#### THE DATA ####

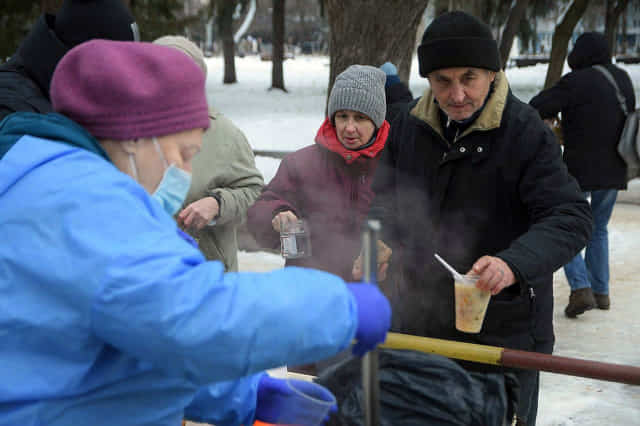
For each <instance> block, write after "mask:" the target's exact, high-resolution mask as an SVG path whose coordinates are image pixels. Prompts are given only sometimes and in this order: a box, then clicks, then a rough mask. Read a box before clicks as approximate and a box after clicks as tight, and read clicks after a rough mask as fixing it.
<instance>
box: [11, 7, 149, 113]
mask: <svg viewBox="0 0 640 426" xmlns="http://www.w3.org/2000/svg"><path fill="white" fill-rule="evenodd" d="M94 38H101V39H108V40H121V41H138V40H139V39H140V36H139V34H138V27H137V25H136V22H135V20H134V18H133V15H131V13H130V12H129V10H128V9H127V7H126V6H125V4H124V2H123V1H122V0H65V1H64V3H63V4H62V7H61V8H60V10H59V11H58V13H57V14H56V15H50V14H43V15H42V16H40V18H38V20H37V21H36V23H35V24H34V25H33V27H32V28H31V31H30V32H29V34H28V35H27V37H26V38H25V39H24V40H23V41H22V43H21V44H20V47H19V48H18V50H17V51H16V52H15V53H14V54H13V56H12V57H11V59H9V61H7V62H6V63H4V64H2V65H0V121H1V120H2V119H3V118H4V117H6V116H7V115H9V114H11V113H13V112H16V111H32V112H39V113H47V112H53V108H52V107H51V100H50V97H49V86H50V83H51V76H52V75H53V70H54V69H55V67H56V64H57V63H58V61H60V59H61V58H62V57H63V56H64V54H65V53H67V52H68V51H69V49H71V48H72V47H74V46H76V45H78V44H80V43H82V42H85V41H87V40H91V39H94Z"/></svg>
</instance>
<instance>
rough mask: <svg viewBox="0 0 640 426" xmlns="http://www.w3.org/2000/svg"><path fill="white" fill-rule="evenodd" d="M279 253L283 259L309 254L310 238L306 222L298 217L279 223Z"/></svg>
mask: <svg viewBox="0 0 640 426" xmlns="http://www.w3.org/2000/svg"><path fill="white" fill-rule="evenodd" d="M280 230H281V231H280V254H281V255H282V257H284V258H285V259H297V258H300V257H309V256H311V238H310V235H309V227H308V226H307V223H306V222H305V221H304V220H302V219H300V220H298V221H295V222H282V223H281V224H280Z"/></svg>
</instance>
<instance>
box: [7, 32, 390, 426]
mask: <svg viewBox="0 0 640 426" xmlns="http://www.w3.org/2000/svg"><path fill="white" fill-rule="evenodd" d="M51 98H52V103H53V107H54V109H55V110H56V111H57V112H58V113H60V114H62V115H60V114H56V113H51V114H46V115H40V114H34V113H16V114H12V115H10V116H8V117H7V118H6V119H5V120H4V121H3V122H2V123H0V238H2V240H3V244H0V291H1V296H0V342H1V343H0V346H1V347H0V377H1V378H2V380H0V425H18V424H19V425H23V426H24V425H41V424H42V425H45V424H46V425H81V424H92V425H102V424H104V425H115V424H120V425H124V424H126V425H171V426H175V425H178V424H180V420H181V419H182V418H183V416H184V417H186V418H188V419H193V420H197V421H203V422H209V423H215V424H216V425H218V426H221V425H235V424H244V425H249V424H251V423H252V422H253V420H254V419H259V420H263V421H274V420H275V418H276V417H277V416H279V415H280V414H281V412H283V411H285V408H286V407H283V396H284V394H286V393H287V392H288V391H287V389H288V388H287V387H286V386H284V385H283V381H281V380H278V379H273V378H270V377H268V376H267V375H265V374H264V373H263V372H262V371H263V370H264V369H266V368H270V367H275V366H278V365H283V364H304V363H308V362H313V361H316V360H319V359H323V358H327V357H329V356H331V355H333V354H336V353H338V352H339V351H340V350H342V349H343V348H345V347H347V346H348V345H349V344H350V342H351V340H352V339H353V338H355V339H356V340H357V343H356V345H355V346H354V352H356V353H357V354H360V355H361V354H363V353H364V352H366V351H367V350H369V349H371V348H372V347H374V346H375V345H376V343H377V342H380V341H381V340H382V339H383V338H384V335H385V333H386V330H387V328H388V325H389V319H390V309H389V305H388V302H387V300H386V299H385V298H384V296H382V295H381V294H380V292H379V291H378V290H377V289H376V288H375V286H372V285H370V284H348V285H345V283H344V281H342V280H341V279H340V278H338V277H336V276H333V275H330V274H328V273H325V272H320V271H314V270H307V269H302V268H285V269H282V270H278V271H274V272H271V273H264V274H257V273H228V274H225V273H224V266H223V265H222V263H220V262H217V261H213V262H207V261H205V259H204V257H203V256H202V254H201V253H200V252H199V251H198V249H197V248H196V247H195V246H194V245H193V242H192V240H191V239H190V238H189V237H187V236H186V235H184V234H181V232H180V231H179V229H178V228H177V227H176V224H175V222H174V220H173V218H172V215H173V214H174V213H175V212H176V211H177V210H178V208H179V207H180V206H181V204H182V202H183V200H184V197H185V195H186V194H187V190H188V189H189V184H190V173H189V172H190V170H191V158H192V157H193V155H194V154H196V153H197V152H198V150H199V149H200V145H201V136H202V133H203V130H204V129H206V128H207V127H208V125H209V119H208V115H207V103H206V100H205V92H204V75H203V73H202V71H201V70H200V69H199V68H198V67H197V65H196V64H195V63H194V62H193V61H192V60H191V59H190V58H189V57H188V56H187V55H185V54H183V53H181V52H179V51H177V50H175V49H171V48H168V47H164V46H159V45H152V44H149V43H132V42H114V41H105V40H94V41H91V42H88V43H84V44H81V45H79V46H77V47H75V48H74V49H72V50H71V51H70V52H69V53H68V54H67V55H65V57H64V58H63V59H62V60H61V61H60V63H59V64H58V66H57V68H56V70H55V73H54V76H53V79H52V86H51ZM67 117H68V118H67ZM72 120H73V121H72ZM300 282H304V283H305V285H303V286H302V285H299V283H300Z"/></svg>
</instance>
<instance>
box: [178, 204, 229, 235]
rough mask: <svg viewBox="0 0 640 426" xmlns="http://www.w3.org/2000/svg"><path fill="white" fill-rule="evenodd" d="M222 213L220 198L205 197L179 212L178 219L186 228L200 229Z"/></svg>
mask: <svg viewBox="0 0 640 426" xmlns="http://www.w3.org/2000/svg"><path fill="white" fill-rule="evenodd" d="M218 213H220V206H219V205H218V200H216V199H215V198H213V197H204V198H201V199H200V200H198V201H194V202H193V203H191V204H189V205H188V206H187V207H185V208H184V209H182V211H181V212H180V213H178V216H177V220H178V224H180V225H181V226H182V227H183V228H184V229H195V230H199V229H202V228H204V227H205V226H207V225H208V224H209V223H211V221H212V220H213V219H214V218H215V217H216V216H218Z"/></svg>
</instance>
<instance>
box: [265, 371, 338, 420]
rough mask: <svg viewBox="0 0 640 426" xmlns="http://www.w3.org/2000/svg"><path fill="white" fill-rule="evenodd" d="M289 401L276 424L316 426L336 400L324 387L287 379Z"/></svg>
mask: <svg viewBox="0 0 640 426" xmlns="http://www.w3.org/2000/svg"><path fill="white" fill-rule="evenodd" d="M287 385H288V386H289V388H290V389H291V391H292V392H291V394H290V395H289V396H288V397H289V398H290V399H291V401H290V402H289V403H288V404H287V407H288V408H287V410H286V411H285V412H283V413H282V414H281V416H280V417H279V418H278V420H277V422H276V424H278V425H301V426H318V425H320V424H322V422H323V421H324V419H325V418H326V417H327V415H328V414H329V410H330V409H331V407H333V406H334V405H335V404H336V398H335V396H333V394H332V393H331V392H330V391H329V390H328V389H327V388H325V387H324V386H321V385H319V384H317V383H314V382H308V381H306V380H297V379H288V380H287Z"/></svg>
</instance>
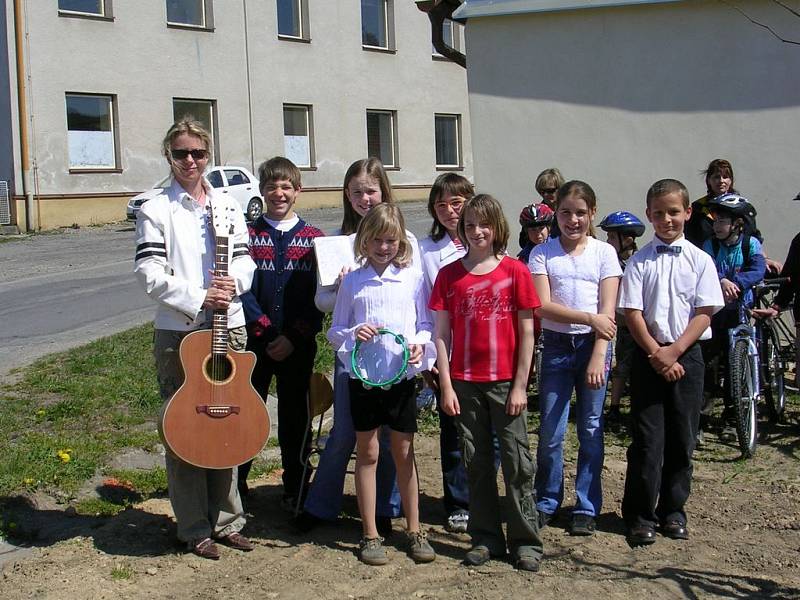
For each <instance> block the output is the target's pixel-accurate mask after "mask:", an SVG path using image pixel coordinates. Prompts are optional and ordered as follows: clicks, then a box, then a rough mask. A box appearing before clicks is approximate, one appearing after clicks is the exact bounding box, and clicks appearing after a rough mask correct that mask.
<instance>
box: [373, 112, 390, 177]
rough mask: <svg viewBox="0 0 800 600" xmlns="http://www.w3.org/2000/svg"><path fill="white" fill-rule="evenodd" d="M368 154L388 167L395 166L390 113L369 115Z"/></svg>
mask: <svg viewBox="0 0 800 600" xmlns="http://www.w3.org/2000/svg"><path fill="white" fill-rule="evenodd" d="M367 153H368V154H369V156H375V157H377V158H379V159H380V160H381V162H382V163H383V164H384V165H386V166H387V167H392V166H394V140H393V131H392V115H391V114H390V113H379V112H368V113H367Z"/></svg>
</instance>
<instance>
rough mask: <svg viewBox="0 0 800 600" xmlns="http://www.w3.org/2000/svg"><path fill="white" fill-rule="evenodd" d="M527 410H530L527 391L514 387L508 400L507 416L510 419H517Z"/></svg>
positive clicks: (511, 389) (510, 392) (512, 387)
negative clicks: (514, 418)
mask: <svg viewBox="0 0 800 600" xmlns="http://www.w3.org/2000/svg"><path fill="white" fill-rule="evenodd" d="M526 408H528V396H527V394H526V393H525V390H522V389H519V388H517V387H515V386H512V387H511V391H510V392H508V399H507V400H506V414H507V415H508V416H510V417H516V416H518V415H521V414H522V412H523V411H524V410H525V409H526Z"/></svg>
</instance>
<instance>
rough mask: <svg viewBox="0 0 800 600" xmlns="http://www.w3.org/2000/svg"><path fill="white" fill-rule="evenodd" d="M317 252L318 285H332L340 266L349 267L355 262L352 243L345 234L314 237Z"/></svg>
mask: <svg viewBox="0 0 800 600" xmlns="http://www.w3.org/2000/svg"><path fill="white" fill-rule="evenodd" d="M314 252H316V254H317V281H318V282H319V284H320V285H323V286H324V285H333V284H334V283H336V278H337V277H339V273H341V271H342V267H351V266H353V265H354V264H355V262H356V257H355V255H354V254H353V243H352V241H351V240H350V238H349V237H348V236H346V235H332V236H326V237H319V238H314Z"/></svg>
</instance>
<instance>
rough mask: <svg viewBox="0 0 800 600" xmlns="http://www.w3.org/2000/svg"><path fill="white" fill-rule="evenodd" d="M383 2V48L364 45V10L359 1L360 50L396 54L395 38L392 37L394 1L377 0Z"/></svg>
mask: <svg viewBox="0 0 800 600" xmlns="http://www.w3.org/2000/svg"><path fill="white" fill-rule="evenodd" d="M379 1H381V2H383V6H384V12H383V22H384V28H385V31H386V45H385V46H373V45H371V44H365V43H364V10H363V2H364V0H361V3H360V4H361V49H362V50H367V51H370V52H388V53H391V54H394V53H396V52H397V47H396V46H395V36H394V0H379Z"/></svg>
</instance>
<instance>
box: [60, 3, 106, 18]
mask: <svg viewBox="0 0 800 600" xmlns="http://www.w3.org/2000/svg"><path fill="white" fill-rule="evenodd" d="M58 9H59V10H69V11H72V12H83V13H88V14H91V15H102V14H103V0H58Z"/></svg>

####

▶ WHAT IS EXPECTED
Collect every line in the entries above that contains the string "ordered". Matching is case-sensitive.

▶ PROBLEM SOLUTION
For each <instance> block the output is the target's pixel-accurate mask after "mask:", an SVG path using image pixel coordinates. Prompts are optional and ordered as follows: clicks, then a box, then a rough mask. A box appearing before clicks is approximate, one appearing after clicks is the exact bounding box, and clicks appearing after a rough mask correct that mask.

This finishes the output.